◆ Data excerpts
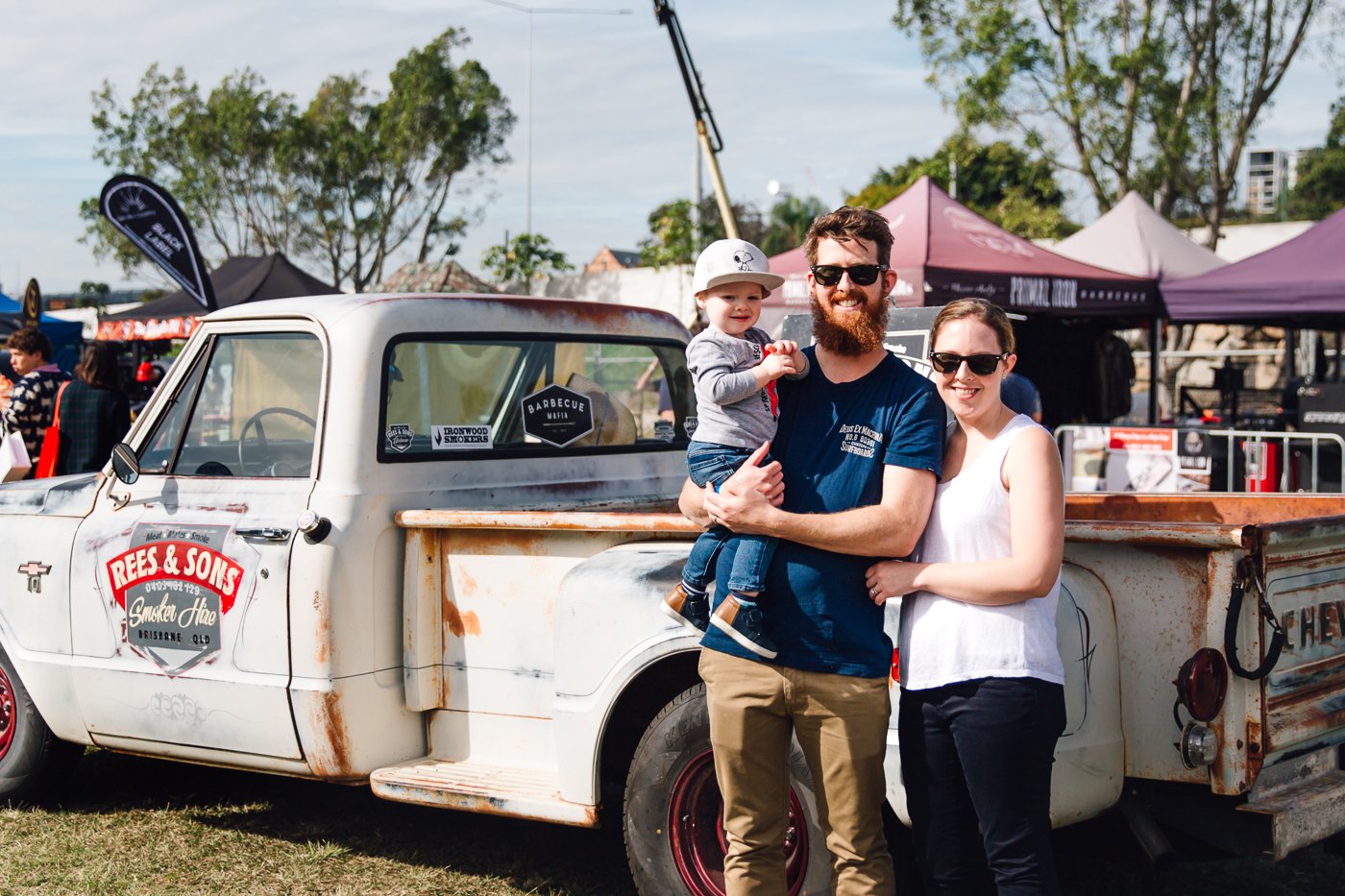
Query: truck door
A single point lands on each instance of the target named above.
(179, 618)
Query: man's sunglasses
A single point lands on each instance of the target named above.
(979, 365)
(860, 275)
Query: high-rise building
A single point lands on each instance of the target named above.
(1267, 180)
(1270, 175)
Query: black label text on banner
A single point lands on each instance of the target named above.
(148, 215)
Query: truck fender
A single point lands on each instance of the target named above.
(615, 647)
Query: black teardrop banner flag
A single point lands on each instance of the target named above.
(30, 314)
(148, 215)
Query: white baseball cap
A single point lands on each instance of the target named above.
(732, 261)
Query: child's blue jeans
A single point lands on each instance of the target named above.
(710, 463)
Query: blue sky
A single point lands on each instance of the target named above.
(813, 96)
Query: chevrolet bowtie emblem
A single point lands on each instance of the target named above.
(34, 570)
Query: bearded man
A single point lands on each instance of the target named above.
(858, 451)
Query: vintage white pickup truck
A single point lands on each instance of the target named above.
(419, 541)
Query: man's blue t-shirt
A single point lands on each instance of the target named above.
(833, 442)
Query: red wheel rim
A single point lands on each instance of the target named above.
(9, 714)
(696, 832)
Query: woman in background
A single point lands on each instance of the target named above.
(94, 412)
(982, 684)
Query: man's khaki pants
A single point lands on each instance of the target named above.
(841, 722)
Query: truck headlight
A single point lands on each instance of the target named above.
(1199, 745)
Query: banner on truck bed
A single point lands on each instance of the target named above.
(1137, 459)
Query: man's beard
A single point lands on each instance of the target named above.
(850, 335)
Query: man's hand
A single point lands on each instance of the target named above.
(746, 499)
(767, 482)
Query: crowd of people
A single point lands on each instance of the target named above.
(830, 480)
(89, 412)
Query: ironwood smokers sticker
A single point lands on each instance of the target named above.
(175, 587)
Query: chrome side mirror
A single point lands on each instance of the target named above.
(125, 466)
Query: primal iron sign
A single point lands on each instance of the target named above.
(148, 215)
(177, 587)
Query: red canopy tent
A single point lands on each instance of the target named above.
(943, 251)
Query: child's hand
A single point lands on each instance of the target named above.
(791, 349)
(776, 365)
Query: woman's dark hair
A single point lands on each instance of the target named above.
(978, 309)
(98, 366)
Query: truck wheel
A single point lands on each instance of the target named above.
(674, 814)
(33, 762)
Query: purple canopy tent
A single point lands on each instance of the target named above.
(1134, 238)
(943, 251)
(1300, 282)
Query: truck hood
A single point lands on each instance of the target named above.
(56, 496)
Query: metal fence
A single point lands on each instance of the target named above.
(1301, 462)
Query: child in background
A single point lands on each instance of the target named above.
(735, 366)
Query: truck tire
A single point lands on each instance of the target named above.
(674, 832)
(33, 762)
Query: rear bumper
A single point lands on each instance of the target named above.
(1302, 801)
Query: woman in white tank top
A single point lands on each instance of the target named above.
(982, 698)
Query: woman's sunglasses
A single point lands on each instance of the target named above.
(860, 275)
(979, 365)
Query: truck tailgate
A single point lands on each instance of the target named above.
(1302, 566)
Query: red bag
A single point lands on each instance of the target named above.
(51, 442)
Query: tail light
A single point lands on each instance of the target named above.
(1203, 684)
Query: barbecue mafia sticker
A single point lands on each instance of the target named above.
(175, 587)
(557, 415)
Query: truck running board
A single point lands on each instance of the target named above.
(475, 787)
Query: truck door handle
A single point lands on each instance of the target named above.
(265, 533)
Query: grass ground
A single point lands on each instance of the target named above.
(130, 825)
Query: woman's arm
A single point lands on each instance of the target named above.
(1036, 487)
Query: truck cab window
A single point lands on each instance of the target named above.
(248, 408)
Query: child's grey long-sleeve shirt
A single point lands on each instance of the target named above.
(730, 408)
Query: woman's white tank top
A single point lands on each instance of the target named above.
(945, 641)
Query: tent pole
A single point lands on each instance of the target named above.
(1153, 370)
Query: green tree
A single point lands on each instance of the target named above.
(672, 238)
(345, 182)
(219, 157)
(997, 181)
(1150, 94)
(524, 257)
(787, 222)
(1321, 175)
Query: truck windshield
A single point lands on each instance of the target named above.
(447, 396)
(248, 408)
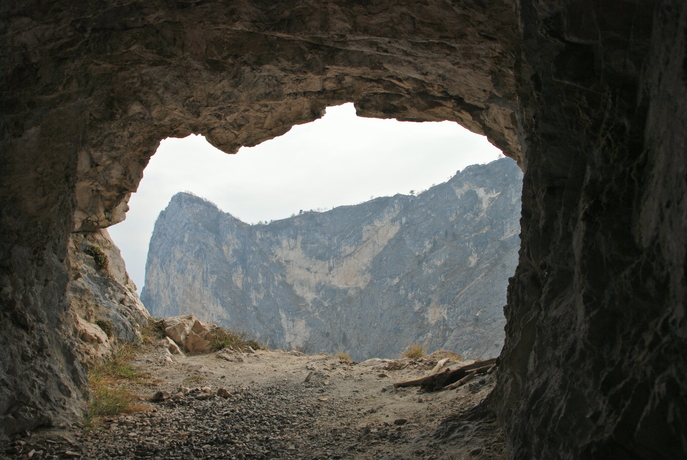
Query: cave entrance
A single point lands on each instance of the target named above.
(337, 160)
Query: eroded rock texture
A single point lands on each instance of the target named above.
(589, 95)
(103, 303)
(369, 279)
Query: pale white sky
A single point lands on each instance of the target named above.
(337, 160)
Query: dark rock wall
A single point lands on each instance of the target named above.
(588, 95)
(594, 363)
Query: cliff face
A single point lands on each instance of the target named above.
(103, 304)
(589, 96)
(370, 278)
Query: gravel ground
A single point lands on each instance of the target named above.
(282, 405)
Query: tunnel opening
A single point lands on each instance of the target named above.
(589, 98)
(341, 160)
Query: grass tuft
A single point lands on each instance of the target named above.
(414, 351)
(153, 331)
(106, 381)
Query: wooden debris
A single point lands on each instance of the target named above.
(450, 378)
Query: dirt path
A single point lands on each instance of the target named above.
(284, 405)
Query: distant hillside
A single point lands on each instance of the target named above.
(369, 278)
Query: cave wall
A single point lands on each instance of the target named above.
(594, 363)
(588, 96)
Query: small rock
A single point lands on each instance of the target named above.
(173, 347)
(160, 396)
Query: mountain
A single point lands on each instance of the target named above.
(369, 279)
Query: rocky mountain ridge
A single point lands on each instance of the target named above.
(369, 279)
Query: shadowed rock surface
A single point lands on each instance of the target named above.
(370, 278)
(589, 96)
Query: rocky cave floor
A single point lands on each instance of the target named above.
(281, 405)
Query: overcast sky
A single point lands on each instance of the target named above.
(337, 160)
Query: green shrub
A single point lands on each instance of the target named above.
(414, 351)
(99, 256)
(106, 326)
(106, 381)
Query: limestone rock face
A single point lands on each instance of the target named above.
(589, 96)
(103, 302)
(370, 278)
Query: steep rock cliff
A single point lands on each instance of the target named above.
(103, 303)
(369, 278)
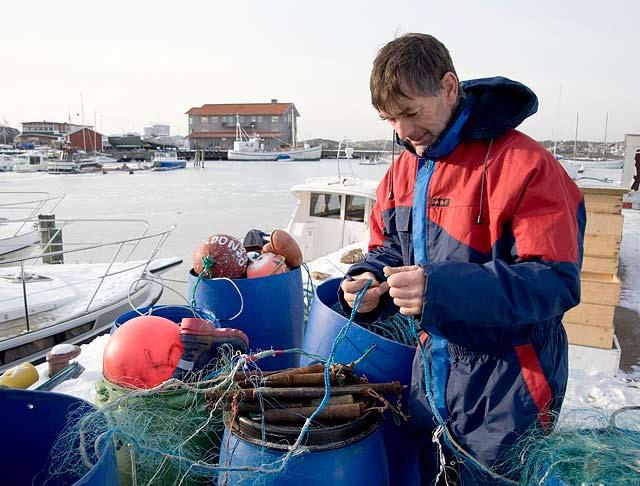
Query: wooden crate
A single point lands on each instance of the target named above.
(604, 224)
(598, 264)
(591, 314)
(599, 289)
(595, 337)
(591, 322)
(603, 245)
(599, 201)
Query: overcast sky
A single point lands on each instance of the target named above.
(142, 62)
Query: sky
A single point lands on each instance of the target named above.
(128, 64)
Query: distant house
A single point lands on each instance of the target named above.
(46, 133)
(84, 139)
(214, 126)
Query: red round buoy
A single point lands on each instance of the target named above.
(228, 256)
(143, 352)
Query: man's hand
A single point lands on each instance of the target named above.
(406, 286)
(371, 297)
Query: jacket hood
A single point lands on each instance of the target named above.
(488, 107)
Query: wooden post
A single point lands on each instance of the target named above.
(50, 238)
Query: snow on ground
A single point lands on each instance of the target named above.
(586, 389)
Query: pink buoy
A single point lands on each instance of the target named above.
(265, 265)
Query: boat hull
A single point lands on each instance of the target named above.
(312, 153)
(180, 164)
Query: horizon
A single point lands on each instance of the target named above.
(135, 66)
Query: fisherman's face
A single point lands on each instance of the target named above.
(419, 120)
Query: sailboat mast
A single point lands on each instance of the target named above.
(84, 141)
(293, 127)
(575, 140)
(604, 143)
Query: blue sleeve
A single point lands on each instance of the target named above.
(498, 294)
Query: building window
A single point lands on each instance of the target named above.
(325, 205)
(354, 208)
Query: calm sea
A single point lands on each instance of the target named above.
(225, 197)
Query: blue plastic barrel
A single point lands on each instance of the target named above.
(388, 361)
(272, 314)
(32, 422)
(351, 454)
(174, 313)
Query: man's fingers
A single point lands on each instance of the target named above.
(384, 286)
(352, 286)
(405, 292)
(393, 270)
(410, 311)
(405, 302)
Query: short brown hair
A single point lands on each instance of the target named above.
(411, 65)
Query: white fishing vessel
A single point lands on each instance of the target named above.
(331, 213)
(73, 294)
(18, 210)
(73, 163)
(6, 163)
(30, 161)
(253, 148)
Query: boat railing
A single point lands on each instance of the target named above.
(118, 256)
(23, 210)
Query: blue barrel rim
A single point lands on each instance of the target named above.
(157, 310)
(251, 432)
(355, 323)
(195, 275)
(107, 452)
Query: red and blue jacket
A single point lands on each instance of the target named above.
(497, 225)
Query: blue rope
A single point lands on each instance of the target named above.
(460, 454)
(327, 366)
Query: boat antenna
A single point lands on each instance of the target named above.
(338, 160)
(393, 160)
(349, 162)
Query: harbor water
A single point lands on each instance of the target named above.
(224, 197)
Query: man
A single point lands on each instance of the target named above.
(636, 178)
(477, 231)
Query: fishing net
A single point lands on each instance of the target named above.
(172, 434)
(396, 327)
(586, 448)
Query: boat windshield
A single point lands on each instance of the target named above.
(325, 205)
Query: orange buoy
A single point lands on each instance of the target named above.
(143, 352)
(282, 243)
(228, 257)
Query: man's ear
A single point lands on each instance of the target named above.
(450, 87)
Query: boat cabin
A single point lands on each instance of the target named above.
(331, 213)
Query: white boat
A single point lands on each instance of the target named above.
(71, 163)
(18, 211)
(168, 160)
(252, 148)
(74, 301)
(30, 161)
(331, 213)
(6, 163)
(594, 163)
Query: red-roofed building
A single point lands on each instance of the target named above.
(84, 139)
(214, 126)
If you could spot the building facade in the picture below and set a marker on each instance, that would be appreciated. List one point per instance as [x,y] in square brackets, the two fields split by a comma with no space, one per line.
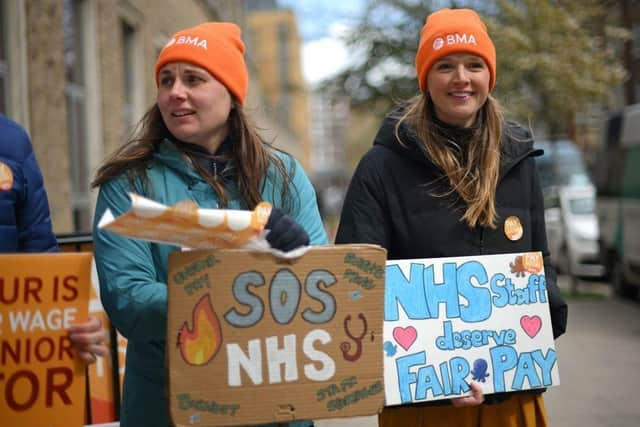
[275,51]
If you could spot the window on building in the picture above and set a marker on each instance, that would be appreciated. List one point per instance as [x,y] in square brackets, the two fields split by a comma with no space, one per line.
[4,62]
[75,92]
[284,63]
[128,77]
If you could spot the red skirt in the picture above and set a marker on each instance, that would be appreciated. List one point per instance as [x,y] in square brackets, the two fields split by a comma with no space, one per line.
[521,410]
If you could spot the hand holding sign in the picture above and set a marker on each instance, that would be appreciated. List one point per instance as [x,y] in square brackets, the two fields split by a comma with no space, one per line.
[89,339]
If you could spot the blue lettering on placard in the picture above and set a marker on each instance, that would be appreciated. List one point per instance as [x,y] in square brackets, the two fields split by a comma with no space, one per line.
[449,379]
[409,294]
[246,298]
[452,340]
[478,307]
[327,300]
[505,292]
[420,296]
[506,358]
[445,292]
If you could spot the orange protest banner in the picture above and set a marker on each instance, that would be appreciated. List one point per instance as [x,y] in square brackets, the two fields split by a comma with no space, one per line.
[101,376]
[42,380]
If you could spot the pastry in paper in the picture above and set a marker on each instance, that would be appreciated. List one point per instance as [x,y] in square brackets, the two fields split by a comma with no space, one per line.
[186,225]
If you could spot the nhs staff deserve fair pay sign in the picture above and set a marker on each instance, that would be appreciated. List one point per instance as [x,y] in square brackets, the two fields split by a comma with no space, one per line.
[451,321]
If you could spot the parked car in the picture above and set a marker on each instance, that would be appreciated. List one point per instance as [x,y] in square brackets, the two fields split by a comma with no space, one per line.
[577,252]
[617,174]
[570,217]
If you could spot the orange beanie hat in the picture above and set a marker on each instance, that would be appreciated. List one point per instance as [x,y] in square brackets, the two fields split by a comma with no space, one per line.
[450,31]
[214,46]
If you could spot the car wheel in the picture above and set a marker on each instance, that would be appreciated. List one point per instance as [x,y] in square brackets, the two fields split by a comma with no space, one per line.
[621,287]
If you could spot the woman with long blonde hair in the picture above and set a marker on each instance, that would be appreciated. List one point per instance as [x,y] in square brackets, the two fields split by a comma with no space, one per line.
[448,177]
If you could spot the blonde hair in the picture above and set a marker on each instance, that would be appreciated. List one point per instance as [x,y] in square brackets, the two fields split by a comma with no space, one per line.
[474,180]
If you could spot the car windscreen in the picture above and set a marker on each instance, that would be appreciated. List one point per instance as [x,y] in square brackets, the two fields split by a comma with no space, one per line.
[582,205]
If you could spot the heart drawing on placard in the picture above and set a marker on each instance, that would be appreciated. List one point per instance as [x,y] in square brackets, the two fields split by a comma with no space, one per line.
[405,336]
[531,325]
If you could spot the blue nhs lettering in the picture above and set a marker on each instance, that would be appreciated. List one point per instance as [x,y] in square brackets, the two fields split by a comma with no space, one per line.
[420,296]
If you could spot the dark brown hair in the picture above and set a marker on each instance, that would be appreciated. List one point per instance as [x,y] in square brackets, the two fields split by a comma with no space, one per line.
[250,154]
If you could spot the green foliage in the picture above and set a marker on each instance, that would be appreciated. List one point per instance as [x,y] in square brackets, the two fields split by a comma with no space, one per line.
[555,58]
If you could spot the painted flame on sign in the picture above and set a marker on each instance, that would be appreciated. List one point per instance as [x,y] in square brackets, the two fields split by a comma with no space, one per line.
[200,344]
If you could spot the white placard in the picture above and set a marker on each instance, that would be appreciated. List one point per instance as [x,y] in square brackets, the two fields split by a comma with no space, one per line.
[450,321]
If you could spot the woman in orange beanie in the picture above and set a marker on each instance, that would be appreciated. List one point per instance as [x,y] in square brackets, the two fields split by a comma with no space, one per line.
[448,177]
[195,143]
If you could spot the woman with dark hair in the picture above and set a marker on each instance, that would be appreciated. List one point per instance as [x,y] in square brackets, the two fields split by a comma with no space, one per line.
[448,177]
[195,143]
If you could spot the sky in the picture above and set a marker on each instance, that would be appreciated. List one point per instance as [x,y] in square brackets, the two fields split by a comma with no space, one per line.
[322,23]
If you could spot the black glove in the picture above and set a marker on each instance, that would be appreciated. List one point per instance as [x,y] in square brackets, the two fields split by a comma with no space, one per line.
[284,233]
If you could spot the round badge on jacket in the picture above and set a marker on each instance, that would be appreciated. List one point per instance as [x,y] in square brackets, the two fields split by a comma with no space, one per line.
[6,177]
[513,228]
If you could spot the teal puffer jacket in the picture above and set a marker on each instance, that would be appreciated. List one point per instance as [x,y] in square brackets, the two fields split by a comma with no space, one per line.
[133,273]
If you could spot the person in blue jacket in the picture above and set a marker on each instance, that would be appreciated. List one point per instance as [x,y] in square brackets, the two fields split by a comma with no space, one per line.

◆ Exercise directions
Please transcribe exactly the lines from the start of the records through the line containing "Query: blue sky", leaving the pictures out.

◆ Response area
Query: truck door
A single point lands on each instance of the target named above.
(179, 618)
Query: man's sunglasses
A single point lands on each instance of the target named above.
(979, 365)
(860, 275)
Query: high-rise building
A single point lands on each instance of the target named above.
(1267, 180)
(1270, 175)
Query: black label text on banner
A single point lands on each instance of the target named above.
(148, 215)
Query: truck fender
A single point lands on each instance of the target named above.
(615, 647)
Query: black teardrop banner flag
A single point lands on each instance of the target named above.
(30, 314)
(148, 215)
Query: white baseball cap
A single point lands on each instance of the target named above.
(732, 261)
Query: child's blue jeans
A single point lands on each instance of the target named above.
(710, 463)
Query: blue sky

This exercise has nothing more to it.